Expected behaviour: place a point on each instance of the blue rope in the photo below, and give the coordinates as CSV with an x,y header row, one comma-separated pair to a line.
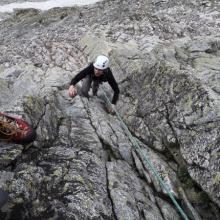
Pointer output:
x,y
153,170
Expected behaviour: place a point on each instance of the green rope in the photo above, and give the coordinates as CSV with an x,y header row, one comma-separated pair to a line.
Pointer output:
x,y
150,165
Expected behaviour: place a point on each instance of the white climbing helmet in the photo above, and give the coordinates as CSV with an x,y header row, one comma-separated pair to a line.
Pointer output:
x,y
101,62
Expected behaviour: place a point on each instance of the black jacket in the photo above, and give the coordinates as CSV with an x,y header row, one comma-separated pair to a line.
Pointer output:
x,y
106,77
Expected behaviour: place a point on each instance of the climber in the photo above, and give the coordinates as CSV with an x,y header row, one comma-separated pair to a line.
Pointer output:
x,y
94,74
3,197
15,130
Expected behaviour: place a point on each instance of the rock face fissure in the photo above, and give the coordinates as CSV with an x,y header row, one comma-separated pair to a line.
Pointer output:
x,y
165,57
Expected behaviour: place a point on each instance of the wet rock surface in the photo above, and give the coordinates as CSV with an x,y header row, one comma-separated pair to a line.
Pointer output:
x,y
165,57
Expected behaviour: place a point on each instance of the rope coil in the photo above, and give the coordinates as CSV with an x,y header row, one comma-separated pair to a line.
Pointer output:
x,y
151,167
::::
**GIVEN EXERCISE:**
Starting at the line that contains "Expected behaviour: place a point on each instance of the wet" and continuing through the end of the records, rewrite those lines in full, requests included, and scale every coordinate in the answers by 0.75, rounding to whole numbers with halves rounded up. Leave the requests and their format samples unchanged, and return only those lines.

**THE OUTPUT:**
Expected behaviour: place a point on each instance of the wet rock surface in the photo above, and give the coordinates as CSV with an x,y header row, one comma-separated pair to a line.
Pointer output:
x,y
124,43
Expected behaviour: place a point on each instance of the rope coil in the photo above, and give the coordinates as CSV with an x,y header row, one comma-separated pair to a line.
Pointer output:
x,y
113,125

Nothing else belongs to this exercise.